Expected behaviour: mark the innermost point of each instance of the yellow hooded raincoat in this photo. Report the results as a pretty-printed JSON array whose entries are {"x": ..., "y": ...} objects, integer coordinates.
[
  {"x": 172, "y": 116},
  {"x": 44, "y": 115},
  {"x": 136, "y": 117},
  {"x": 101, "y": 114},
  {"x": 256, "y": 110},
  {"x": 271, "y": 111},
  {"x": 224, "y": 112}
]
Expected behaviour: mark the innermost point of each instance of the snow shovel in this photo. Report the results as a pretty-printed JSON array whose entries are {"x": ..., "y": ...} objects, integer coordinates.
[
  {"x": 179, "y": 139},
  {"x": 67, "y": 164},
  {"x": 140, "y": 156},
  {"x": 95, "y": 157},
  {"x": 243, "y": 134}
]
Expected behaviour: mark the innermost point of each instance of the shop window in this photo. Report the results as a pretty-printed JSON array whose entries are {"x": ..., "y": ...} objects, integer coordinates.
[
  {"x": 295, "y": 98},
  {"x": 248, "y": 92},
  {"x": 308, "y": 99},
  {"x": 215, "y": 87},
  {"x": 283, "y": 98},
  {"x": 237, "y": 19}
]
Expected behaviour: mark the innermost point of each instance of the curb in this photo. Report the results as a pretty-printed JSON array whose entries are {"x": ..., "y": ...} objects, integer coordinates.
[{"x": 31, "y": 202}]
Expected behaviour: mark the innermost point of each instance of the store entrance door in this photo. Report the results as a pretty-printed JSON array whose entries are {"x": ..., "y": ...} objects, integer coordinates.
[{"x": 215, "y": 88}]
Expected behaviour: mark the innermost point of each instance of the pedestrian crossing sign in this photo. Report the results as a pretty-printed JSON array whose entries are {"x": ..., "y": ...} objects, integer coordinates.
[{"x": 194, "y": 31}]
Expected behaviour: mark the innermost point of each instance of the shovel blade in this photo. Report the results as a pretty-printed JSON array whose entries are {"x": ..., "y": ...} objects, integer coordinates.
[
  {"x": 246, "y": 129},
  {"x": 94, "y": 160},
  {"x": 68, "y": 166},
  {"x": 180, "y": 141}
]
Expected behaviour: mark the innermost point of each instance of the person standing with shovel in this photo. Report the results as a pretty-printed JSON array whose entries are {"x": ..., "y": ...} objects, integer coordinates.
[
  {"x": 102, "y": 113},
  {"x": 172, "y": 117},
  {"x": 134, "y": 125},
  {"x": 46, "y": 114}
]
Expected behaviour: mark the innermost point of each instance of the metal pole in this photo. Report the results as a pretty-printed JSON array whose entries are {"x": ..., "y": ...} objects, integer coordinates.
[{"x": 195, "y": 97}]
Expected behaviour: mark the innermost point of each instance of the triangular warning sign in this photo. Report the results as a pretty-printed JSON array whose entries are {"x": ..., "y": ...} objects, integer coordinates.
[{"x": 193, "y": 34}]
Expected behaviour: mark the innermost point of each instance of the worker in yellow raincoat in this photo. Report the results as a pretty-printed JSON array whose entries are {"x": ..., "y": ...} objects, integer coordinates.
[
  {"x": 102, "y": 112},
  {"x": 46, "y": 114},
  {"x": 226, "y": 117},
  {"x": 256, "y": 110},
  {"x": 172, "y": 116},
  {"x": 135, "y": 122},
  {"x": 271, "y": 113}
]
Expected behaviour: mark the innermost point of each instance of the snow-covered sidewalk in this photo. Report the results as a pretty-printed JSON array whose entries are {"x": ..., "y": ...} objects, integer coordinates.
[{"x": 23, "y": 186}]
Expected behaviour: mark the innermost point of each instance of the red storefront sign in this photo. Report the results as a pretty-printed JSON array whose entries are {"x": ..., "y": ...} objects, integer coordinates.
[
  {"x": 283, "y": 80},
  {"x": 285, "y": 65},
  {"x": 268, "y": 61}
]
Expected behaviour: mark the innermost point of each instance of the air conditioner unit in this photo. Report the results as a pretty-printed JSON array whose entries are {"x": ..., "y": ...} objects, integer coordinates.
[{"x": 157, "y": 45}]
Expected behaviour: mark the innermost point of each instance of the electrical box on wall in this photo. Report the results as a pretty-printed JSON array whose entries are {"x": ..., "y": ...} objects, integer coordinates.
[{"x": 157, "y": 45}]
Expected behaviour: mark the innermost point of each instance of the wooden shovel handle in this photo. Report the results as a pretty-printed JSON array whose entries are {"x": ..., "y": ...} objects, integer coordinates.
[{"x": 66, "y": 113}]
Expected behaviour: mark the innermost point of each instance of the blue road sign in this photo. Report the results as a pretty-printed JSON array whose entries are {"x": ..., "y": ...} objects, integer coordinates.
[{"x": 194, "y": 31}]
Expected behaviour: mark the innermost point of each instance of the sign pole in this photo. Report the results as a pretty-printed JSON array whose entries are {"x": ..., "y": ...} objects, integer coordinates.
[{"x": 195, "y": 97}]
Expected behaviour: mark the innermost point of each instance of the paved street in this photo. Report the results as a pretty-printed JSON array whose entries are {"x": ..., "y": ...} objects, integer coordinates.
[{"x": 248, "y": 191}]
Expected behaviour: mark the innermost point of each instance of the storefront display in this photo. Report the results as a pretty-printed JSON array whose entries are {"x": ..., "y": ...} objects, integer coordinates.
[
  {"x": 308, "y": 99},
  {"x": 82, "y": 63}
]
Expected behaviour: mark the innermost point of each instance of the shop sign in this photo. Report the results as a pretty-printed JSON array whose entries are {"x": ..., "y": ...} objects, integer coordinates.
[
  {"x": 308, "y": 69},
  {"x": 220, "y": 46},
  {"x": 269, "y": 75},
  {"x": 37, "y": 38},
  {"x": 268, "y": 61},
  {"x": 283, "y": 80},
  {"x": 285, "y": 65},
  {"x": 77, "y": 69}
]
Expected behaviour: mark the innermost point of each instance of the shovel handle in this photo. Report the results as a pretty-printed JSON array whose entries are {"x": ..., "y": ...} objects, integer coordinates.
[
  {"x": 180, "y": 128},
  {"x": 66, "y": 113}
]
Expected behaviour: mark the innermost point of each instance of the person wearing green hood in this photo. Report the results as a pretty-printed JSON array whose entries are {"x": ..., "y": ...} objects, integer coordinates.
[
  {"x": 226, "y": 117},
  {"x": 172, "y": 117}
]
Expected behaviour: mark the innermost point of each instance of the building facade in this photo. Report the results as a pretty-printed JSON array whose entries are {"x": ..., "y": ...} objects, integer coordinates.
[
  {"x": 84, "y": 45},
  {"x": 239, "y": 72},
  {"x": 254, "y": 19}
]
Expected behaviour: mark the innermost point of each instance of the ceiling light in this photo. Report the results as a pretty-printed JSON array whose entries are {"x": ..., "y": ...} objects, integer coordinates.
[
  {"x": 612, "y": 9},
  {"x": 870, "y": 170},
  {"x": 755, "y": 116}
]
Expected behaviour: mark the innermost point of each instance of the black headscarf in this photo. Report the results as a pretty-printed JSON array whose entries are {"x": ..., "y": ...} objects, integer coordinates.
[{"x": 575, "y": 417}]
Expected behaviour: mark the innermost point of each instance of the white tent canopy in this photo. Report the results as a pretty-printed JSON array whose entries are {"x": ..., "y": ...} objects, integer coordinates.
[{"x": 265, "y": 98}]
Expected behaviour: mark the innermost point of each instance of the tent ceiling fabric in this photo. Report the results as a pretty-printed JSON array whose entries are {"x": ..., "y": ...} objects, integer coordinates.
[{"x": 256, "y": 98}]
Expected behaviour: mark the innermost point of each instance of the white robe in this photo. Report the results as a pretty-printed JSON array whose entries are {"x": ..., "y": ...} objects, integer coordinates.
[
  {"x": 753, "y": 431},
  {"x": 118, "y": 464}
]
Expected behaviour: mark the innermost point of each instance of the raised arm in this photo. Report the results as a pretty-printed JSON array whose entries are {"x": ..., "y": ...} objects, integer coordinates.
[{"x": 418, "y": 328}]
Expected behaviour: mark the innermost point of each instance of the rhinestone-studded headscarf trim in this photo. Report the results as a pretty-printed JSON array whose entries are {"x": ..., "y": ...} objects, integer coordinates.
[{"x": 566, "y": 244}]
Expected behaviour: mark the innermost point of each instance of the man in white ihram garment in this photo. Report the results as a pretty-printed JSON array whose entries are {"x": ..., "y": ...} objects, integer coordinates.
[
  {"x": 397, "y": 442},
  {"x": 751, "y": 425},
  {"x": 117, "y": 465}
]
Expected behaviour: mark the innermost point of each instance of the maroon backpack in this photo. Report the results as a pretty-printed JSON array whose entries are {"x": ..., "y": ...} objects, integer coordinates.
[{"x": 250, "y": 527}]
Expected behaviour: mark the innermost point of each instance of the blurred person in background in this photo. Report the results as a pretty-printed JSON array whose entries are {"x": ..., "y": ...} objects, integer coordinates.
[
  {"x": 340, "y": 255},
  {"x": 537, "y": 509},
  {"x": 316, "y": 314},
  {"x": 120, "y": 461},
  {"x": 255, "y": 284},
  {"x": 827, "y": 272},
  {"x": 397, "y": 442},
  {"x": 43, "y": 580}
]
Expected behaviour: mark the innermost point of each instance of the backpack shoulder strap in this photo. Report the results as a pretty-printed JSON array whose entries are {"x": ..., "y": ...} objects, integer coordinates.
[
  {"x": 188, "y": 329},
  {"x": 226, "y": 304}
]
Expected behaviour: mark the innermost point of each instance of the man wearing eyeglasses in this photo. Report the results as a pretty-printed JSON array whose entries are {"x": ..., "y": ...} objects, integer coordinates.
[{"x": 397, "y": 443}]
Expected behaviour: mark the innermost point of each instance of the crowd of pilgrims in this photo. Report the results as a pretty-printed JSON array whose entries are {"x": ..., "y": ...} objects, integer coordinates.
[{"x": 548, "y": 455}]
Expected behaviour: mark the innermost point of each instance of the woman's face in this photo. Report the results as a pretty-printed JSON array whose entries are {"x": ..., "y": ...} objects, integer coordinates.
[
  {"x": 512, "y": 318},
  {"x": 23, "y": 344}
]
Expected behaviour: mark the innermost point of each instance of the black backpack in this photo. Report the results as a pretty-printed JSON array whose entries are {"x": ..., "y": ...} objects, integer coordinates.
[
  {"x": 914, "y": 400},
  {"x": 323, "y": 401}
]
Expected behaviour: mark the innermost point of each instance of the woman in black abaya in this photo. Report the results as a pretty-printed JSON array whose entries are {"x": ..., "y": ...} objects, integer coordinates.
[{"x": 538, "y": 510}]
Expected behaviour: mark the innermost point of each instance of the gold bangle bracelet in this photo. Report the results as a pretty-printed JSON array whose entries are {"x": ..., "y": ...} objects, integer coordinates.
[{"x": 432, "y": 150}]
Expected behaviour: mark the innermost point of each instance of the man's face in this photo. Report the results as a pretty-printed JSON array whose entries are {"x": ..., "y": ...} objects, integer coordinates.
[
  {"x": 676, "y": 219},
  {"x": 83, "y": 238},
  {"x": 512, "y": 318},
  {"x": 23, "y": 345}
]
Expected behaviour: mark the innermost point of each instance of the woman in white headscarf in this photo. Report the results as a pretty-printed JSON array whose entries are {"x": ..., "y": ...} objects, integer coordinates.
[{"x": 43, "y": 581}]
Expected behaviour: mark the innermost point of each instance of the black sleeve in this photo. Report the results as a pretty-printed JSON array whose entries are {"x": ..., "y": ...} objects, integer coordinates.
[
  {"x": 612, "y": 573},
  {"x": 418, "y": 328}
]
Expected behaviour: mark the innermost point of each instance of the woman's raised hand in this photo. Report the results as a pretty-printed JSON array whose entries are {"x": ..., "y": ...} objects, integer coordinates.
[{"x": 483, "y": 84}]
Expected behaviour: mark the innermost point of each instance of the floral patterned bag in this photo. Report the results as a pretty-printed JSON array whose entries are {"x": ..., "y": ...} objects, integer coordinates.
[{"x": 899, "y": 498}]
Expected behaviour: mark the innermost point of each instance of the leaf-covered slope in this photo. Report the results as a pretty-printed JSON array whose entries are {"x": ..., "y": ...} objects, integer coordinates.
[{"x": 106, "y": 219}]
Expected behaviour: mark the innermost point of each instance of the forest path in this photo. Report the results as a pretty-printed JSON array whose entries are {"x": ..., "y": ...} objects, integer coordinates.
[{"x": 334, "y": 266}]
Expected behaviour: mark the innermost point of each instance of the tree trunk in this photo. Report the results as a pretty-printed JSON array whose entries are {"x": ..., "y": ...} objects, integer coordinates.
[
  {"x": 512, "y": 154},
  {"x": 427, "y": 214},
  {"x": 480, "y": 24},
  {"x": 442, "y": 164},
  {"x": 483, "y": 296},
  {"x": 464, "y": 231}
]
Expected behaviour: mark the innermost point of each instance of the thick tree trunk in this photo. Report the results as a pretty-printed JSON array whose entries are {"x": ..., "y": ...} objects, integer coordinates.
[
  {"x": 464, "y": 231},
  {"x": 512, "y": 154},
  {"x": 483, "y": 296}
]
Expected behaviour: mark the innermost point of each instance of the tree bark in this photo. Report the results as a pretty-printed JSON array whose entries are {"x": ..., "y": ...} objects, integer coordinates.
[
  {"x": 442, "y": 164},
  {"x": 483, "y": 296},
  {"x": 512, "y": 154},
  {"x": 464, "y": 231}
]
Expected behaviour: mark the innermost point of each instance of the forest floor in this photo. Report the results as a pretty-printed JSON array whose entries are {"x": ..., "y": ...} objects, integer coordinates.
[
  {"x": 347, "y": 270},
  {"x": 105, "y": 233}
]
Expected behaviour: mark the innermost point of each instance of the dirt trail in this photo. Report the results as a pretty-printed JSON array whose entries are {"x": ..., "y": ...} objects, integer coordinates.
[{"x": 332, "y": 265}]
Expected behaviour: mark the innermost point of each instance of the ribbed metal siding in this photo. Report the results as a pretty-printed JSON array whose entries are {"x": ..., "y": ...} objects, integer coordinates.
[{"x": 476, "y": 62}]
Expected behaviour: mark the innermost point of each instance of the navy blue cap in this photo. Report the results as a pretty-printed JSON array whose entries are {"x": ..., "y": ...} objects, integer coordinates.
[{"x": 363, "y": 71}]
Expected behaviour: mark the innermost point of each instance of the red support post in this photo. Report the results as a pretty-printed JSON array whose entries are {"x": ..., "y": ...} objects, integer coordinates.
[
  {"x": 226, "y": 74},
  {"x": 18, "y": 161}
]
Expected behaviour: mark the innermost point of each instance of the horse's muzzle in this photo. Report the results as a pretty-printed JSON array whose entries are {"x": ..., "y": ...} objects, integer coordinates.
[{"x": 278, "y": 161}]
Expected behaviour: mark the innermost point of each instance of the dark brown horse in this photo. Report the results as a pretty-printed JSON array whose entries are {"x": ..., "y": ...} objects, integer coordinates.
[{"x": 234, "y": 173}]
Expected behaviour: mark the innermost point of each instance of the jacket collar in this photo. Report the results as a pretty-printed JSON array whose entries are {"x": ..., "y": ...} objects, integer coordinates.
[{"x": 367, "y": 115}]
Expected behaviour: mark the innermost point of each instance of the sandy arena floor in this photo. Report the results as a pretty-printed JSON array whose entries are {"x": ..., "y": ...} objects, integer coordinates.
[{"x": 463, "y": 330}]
◇ ◇ ◇ ◇ ◇ ◇ ◇
__TASK REQUIREMENTS__.
Everything from the line that contains "of the horse's" through the end of the records must be duplicated exactly, and nothing outside that range.

__OUTPUT OF THE EXERCISE__.
Expected behaviour: mark the innermost point of each instance of the horse's muzzle in this photo. Report the results as a pretty-printed JSON array whose entries are {"x": ..., "y": ...} objects, integer coordinates.
[{"x": 278, "y": 161}]
Expected behaviour: mark the innermost point of each instance of the dark brown horse in this photo. Report the results as a pretty-printed JSON array whose entries are {"x": ..., "y": ...} objects, integer coordinates.
[{"x": 234, "y": 173}]
Expected behaviour: mark the innermost point of each instance of the jacket collar in this photo. Report the results as a pretty-printed JSON array whose entries are {"x": ..., "y": ...} objects, integer coordinates.
[{"x": 367, "y": 115}]
Expected behaviour: mark the innermost point of each instance of the sandy arena floor in this photo. Report the results as a pretty-printed JSON array whose entries are {"x": ..., "y": ...} objects, integer coordinates.
[{"x": 463, "y": 330}]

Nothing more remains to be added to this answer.